* Passage to read *
______________________________
Cyberstakes CTF 2020: Into the Metaverse

Category: Reverse Engineering
Points: 450

Challenge

We extracted the DRM module from a target device but haven’t been able to reverse engineer its validation logic. See what you can do: metaverse

Hints

  • Have you heard of ‘virtualization obfuscation’?
  • The custom VM architecture is based on a ‘stack machine cpu’
  • Debugging a virtualized obfuscator can be hard… it might be best to extract the VM ’logic’ and emulate it!

Background

Opening the metaverse program in Binary Ninja, we notice what looks like a fetch-decode-execute cycle in the main function. This makes sense given the hint that the program is obfuscated using a virtualization obfuscator. Virtualization obfuscators are employed to protect software from being reverse engineered by converting a program’s original code into an undocumented bytecode that gets executed at runtime by an interpreter. Since the actual program logic is “packed” in an unknown representation, it cannot be analyzed using traditional tools without time-consuming manual effort.

Reversing main

The program starts with a call to some kind of setup function that initializes the virtual machine’s state and returns a pointer to what I’ve named a CPU structure. The user’s password input is then read into a buffer by fgets. Lastly, the program enters a while loop where it fetches the next opcode from instruction memory, decodes it to find the correct instruction handler function, and then executes it. This while loop is the interpreter that actually executes the real program over our input.

main_function

Reversing setup

Reversing the setup function reveals the layout of the virtual machine in memory and the fields of the CPU structure. First, the CPU struct is created on the heap with a call to malloc. The function then allocates a region of 0x800 bytes where it stores contents starting from address 0x202020 of the data section. Given what we know about virtualization obfuscators, we can assume that these bytes are the virtualized instructions to be executed by the interpreter.

Next, the function allocates another region of 0x800 bytes but this time it explicitly zeroes out the memory. One of the hints indicated that the VM uses a stack machine. This means that we should expect to see two memory regions; one for instructions and one for the stack. Since the previously allocated space appears to contain the bytecode, we can safely label this region as the stack.

For registers, stack machines typically contain only a program counter and a stack pointer. We can see that these are both initialized at the end of setup.

setup_function

Our final definition for the CPU structure is as follows:

struct CPU {
    uint16_t* pc;
    uint16_t* sp;
    uint16_t* code;
    uint16_t* stack;
};

Instruction Handlers

The remaining functions in the program are instruction handlers. Each one implements the execution logic for a different opcode from the virtualized instruction set. We can identify which opcode maps to each handler by looking at the interpreter loop in main.

Comparing the handler functions, we can easily identify the add, sub, xor, and cmp instructions by looking at the operator that differs between them. Each of these handlers uses the same logic to pop two arguments from the stack, perform the operation on them, push the result to the stack, and then increment the program counter.
______________________________
Shape boundary entries:

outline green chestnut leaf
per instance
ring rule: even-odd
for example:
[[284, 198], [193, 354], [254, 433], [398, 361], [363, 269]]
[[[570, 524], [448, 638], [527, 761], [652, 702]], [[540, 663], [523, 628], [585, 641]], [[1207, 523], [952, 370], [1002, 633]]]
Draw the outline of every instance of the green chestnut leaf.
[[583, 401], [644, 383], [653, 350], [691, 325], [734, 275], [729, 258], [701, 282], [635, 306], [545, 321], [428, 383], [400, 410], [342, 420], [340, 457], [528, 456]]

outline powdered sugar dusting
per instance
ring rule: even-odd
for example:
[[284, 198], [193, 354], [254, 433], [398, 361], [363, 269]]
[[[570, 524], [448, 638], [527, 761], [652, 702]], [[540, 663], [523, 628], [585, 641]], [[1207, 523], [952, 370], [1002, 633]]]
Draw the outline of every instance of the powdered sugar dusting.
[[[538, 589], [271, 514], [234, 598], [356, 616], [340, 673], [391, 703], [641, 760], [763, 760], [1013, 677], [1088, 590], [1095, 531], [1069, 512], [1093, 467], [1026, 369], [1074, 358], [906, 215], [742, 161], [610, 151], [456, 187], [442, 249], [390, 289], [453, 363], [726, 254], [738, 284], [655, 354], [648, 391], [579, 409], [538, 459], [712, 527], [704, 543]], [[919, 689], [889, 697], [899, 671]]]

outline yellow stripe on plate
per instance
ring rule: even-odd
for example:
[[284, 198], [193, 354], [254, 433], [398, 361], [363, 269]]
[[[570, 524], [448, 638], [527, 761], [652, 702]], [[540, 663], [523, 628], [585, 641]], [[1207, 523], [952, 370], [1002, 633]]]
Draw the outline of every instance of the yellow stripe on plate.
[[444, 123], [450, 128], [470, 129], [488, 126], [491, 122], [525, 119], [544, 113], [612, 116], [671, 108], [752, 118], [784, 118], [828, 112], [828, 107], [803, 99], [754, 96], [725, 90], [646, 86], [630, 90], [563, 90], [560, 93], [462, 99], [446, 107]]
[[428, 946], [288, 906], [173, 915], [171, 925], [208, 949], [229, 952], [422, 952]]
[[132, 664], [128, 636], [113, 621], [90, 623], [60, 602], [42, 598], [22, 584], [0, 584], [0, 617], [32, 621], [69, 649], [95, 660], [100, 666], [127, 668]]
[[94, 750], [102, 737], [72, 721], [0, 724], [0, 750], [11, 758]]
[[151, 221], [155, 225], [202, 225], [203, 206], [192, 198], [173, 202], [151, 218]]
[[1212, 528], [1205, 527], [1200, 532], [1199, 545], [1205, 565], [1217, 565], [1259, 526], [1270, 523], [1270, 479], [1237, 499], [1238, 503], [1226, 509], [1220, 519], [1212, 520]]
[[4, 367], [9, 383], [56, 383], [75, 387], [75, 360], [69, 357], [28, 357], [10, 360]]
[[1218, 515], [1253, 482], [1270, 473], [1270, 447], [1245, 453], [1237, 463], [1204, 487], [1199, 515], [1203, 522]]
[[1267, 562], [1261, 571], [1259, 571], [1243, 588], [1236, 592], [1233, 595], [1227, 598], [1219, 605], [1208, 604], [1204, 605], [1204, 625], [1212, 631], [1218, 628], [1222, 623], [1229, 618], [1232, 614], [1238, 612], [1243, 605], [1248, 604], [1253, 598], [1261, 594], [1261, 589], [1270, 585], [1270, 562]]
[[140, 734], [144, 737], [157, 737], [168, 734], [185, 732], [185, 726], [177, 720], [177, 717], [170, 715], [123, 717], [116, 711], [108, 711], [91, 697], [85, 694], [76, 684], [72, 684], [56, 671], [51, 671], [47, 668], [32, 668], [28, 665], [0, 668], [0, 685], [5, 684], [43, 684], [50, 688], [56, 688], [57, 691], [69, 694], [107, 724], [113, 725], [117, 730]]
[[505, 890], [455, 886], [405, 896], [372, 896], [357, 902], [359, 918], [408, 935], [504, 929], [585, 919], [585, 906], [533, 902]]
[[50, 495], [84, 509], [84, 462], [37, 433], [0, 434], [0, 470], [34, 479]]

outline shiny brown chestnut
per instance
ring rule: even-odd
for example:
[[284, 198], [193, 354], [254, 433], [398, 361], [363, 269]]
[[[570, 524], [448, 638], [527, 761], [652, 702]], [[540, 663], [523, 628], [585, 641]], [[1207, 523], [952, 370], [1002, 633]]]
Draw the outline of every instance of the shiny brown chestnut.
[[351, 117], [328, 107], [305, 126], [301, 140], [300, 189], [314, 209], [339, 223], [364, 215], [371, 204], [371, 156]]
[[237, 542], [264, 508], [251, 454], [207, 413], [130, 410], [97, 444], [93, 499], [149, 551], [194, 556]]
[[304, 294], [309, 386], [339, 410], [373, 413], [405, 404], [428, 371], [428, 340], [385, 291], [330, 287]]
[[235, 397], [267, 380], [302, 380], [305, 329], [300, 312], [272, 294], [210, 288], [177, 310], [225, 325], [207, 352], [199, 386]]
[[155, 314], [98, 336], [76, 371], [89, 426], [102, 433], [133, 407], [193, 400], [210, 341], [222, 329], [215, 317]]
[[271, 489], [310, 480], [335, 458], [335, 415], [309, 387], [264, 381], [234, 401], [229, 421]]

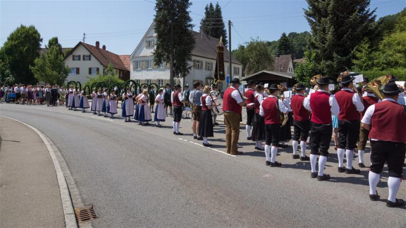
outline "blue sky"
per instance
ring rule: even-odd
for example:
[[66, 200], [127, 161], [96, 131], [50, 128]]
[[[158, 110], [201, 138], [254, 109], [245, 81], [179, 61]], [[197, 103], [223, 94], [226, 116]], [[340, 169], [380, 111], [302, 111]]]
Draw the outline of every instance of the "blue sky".
[[[33, 24], [44, 39], [58, 36], [63, 47], [74, 46], [86, 33], [86, 42], [100, 46], [118, 54], [130, 54], [151, 24], [154, 0], [144, 1], [0, 1], [0, 45], [21, 24]], [[212, 2], [215, 4], [217, 1]], [[276, 40], [285, 32], [309, 31], [303, 17], [305, 0], [218, 1], [225, 21], [232, 21], [232, 47], [259, 37]], [[192, 1], [191, 16], [199, 30], [208, 1]], [[400, 11], [405, 0], [372, 0], [377, 7], [377, 18]]]

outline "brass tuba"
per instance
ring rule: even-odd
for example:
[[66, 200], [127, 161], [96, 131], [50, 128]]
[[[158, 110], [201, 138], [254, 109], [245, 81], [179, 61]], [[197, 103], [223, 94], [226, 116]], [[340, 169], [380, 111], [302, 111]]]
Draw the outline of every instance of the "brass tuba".
[[382, 94], [382, 92], [381, 90], [391, 79], [392, 79], [392, 76], [390, 75], [384, 75], [376, 78], [364, 86], [364, 90], [368, 93], [372, 93], [377, 97], [383, 100], [385, 97], [384, 97], [384, 94]]

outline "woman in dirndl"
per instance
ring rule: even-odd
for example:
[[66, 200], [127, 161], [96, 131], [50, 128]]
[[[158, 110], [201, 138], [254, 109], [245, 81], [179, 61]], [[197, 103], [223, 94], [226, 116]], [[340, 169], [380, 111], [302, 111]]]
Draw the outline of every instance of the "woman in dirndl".
[[117, 96], [116, 95], [116, 90], [112, 89], [110, 92], [109, 97], [108, 112], [110, 114], [110, 118], [114, 118], [114, 115], [117, 114]]
[[80, 92], [80, 102], [79, 108], [82, 109], [82, 112], [86, 112], [86, 109], [90, 108], [88, 97], [85, 94], [85, 90], [82, 90]]
[[164, 89], [159, 89], [158, 90], [158, 94], [155, 98], [155, 103], [156, 106], [155, 107], [155, 115], [154, 115], [154, 121], [155, 126], [160, 128], [160, 122], [164, 122], [166, 116], [165, 116], [165, 109], [164, 107]]
[[262, 141], [265, 139], [265, 120], [263, 116], [259, 114], [261, 104], [263, 100], [263, 92], [265, 88], [261, 85], [255, 87], [255, 97], [254, 99], [254, 110], [255, 114], [254, 115], [254, 121], [252, 123], [252, 141], [255, 142], [255, 149], [263, 150]]
[[[144, 89], [143, 90], [142, 95], [138, 99], [139, 104], [139, 114], [138, 119], [140, 123], [142, 125], [148, 125], [148, 122], [152, 119], [151, 116], [151, 110], [149, 109], [148, 105], [148, 90]], [[136, 120], [137, 120], [137, 119]]]
[[200, 100], [202, 103], [202, 110], [200, 112], [198, 135], [203, 137], [203, 145], [204, 146], [211, 146], [211, 144], [209, 143], [207, 141], [208, 138], [214, 136], [211, 108], [213, 105], [215, 106], [216, 104], [212, 103], [212, 98], [210, 95], [211, 91], [211, 87], [210, 86], [205, 86], [203, 88], [203, 94], [200, 97]]
[[134, 100], [132, 99], [132, 93], [129, 88], [127, 88], [127, 92], [123, 93], [122, 97], [121, 116], [125, 117], [124, 122], [131, 122], [131, 117], [134, 115]]

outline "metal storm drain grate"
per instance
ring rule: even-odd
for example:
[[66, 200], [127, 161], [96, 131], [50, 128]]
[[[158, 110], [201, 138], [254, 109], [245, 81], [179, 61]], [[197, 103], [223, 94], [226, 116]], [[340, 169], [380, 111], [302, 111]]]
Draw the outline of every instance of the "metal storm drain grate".
[[75, 216], [79, 223], [97, 218], [93, 205], [75, 208]]

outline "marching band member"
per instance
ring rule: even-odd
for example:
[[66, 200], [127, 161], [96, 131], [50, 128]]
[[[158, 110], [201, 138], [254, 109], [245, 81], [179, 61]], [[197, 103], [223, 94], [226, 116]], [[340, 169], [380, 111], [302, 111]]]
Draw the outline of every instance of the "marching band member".
[[90, 107], [89, 105], [89, 100], [85, 95], [85, 91], [80, 91], [80, 101], [79, 104], [79, 108], [82, 109], [82, 112], [86, 112], [85, 110]]
[[[303, 106], [305, 99], [305, 89], [303, 84], [299, 83], [296, 87], [296, 93], [292, 97], [290, 104], [293, 113], [293, 136], [292, 137], [292, 146], [293, 149], [293, 159], [300, 159], [301, 161], [309, 161], [306, 156], [306, 141], [310, 130], [310, 113]], [[297, 146], [300, 140], [301, 156], [297, 154]]]
[[123, 107], [121, 116], [125, 117], [124, 122], [131, 122], [131, 117], [134, 114], [134, 101], [131, 89], [127, 88], [127, 92], [123, 93]]
[[[368, 78], [365, 78], [368, 79]], [[365, 82], [365, 80], [364, 80]], [[365, 114], [365, 112], [369, 106], [381, 102], [381, 99], [376, 97], [375, 94], [372, 93], [368, 93], [365, 91], [364, 92], [364, 96], [362, 97], [362, 103], [364, 104], [364, 110], [361, 113], [361, 119], [364, 117]], [[365, 165], [364, 164], [364, 154], [365, 153], [365, 146], [368, 141], [368, 135], [369, 134], [369, 131], [364, 129], [361, 126], [360, 128], [360, 141], [358, 143], [358, 159], [359, 163], [358, 166], [360, 168], [365, 168]]]
[[[364, 104], [359, 94], [351, 89], [353, 81], [355, 79], [351, 74], [342, 77], [343, 88], [334, 94], [340, 113], [338, 115], [338, 172], [347, 174], [360, 173], [361, 171], [353, 167], [354, 148], [360, 136], [360, 112], [364, 110]], [[347, 158], [347, 167], [344, 165], [344, 154]]]
[[281, 128], [281, 119], [279, 116], [281, 115], [281, 112], [287, 113], [288, 109], [283, 104], [283, 102], [276, 96], [278, 91], [279, 90], [278, 86], [272, 84], [268, 89], [270, 94], [263, 99], [259, 110], [259, 114], [264, 117], [265, 122], [265, 137], [266, 140], [265, 143], [266, 162], [265, 164], [272, 167], [279, 167], [282, 166], [282, 164], [275, 161], [275, 159], [278, 153]]
[[183, 103], [184, 100], [182, 94], [180, 93], [181, 89], [180, 85], [175, 86], [175, 91], [172, 92], [171, 95], [171, 101], [173, 107], [173, 134], [177, 135], [183, 135], [183, 133], [179, 132], [180, 120], [182, 119], [182, 112], [183, 111]]
[[206, 86], [203, 88], [203, 94], [201, 97], [202, 111], [200, 113], [200, 125], [199, 128], [199, 135], [203, 138], [203, 145], [211, 146], [211, 144], [207, 141], [208, 137], [213, 137], [213, 122], [211, 117], [211, 109], [215, 104], [212, 104], [211, 97], [209, 95], [211, 88]]
[[237, 144], [239, 137], [241, 112], [247, 100], [238, 91], [241, 85], [239, 79], [234, 78], [230, 83], [230, 86], [226, 89], [223, 96], [223, 115], [226, 123], [226, 146], [227, 154], [240, 155], [242, 152], [237, 150]]
[[[329, 147], [331, 141], [333, 128], [331, 115], [338, 115], [340, 108], [334, 96], [326, 92], [329, 84], [333, 82], [327, 77], [317, 79], [316, 83], [319, 89], [309, 94], [303, 100], [303, 106], [312, 112], [310, 127], [310, 165], [312, 178], [317, 178], [317, 181], [330, 180], [330, 175], [324, 173], [324, 168], [329, 155]], [[326, 109], [330, 107], [330, 109]], [[318, 172], [316, 171], [317, 156]]]
[[155, 125], [157, 127], [161, 126], [160, 122], [165, 121], [165, 109], [164, 108], [164, 90], [159, 89], [158, 90], [158, 94], [155, 98], [155, 102], [156, 105], [155, 107], [155, 115], [154, 115], [154, 121]]
[[109, 97], [109, 113], [110, 114], [110, 118], [114, 119], [114, 115], [117, 114], [117, 96], [116, 95], [116, 90], [112, 89], [110, 91], [110, 95]]
[[255, 99], [255, 90], [254, 90], [254, 82], [250, 80], [247, 84], [247, 91], [244, 93], [244, 96], [247, 97], [247, 124], [246, 124], [246, 131], [247, 132], [247, 140], [251, 140], [251, 126], [254, 116], [255, 115], [255, 110], [254, 109], [254, 103]]
[[373, 201], [379, 198], [376, 185], [386, 162], [389, 173], [389, 194], [386, 206], [389, 207], [404, 205], [403, 199], [396, 198], [402, 181], [406, 142], [406, 113], [396, 100], [399, 93], [403, 91], [395, 83], [385, 85], [383, 91], [385, 99], [369, 106], [362, 120], [362, 126], [370, 131], [371, 139], [369, 198]]
[[251, 139], [253, 141], [255, 142], [255, 149], [263, 150], [264, 147], [262, 147], [262, 140], [265, 139], [265, 122], [264, 118], [259, 114], [259, 111], [261, 104], [263, 100], [264, 88], [263, 86], [258, 85], [255, 88], [255, 90], [256, 93], [255, 93], [253, 106], [255, 114], [252, 121]]

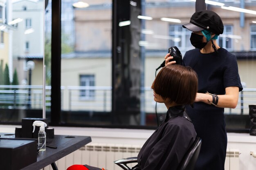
______________________________
* Aim 1 *
Write out the stretch of the Into the Metaverse writeup from "Reversing the setup" through "by the interpreter.", word for word.
* Aim 2 *
Reproduce the stretch of the records from their start through the line containing "697], [899, 671]]]", requests included, with every outline coordinate in the answers multiplied by 0.8 and rounded to a whole number, halves rounding up. Leave the numbers in the requests and their format samples unchanged.

* Expected answer 1 *
Reversing the setup function reveals the layout of the virtual machine in memory and the fields of the CPU structure. First, the CPU struct is created on the heap with a call to malloc. The function then allocates a region of 0x800 bytes where it stores contents starting from address 0x202020 of the data section. Given what we know about virtualization obfuscators, we can assume that these bytes are the virtualized instructions to be executed by the interpreter.

* Expected answer 2 *
outline green chestnut leaf
per instance
ring rule: even-odd
for example:
[[284, 198], [193, 354], [254, 433], [398, 361], [363, 269]]
[[[570, 524], [448, 638], [527, 761], [652, 702]], [[540, 663], [523, 628], [585, 641]], [[1207, 523], [952, 370], [1002, 633]]]
Draw the outline of every instance of the green chestnut leaf.
[[466, 321], [515, 306], [522, 280], [553, 260], [587, 220], [583, 206], [561, 226], [508, 245], [436, 257], [342, 306], [320, 328], [274, 336], [272, 366], [422, 365]]

outline powdered sugar dusting
per instance
ring rule: even-odd
for example:
[[284, 198], [193, 354], [254, 433], [398, 361], [363, 269]]
[[[570, 524], [448, 638], [527, 761], [652, 702]], [[540, 663], [523, 628], [585, 641]], [[1207, 523], [952, 370], [1002, 633]]]
Draw the outline of every instance of the powdered sugar dusting.
[[[430, 471], [217, 411], [187, 478], [285, 493], [272, 538], [313, 562], [513, 608], [610, 608], [810, 542], [870, 472], [876, 425], [855, 410], [874, 374], [821, 295], [859, 286], [725, 172], [594, 129], [488, 121], [365, 150], [354, 199], [312, 231], [362, 290], [581, 203], [590, 227], [524, 283], [518, 313], [463, 327], [430, 367], [570, 422], [563, 434]], [[735, 551], [711, 558], [719, 537]]]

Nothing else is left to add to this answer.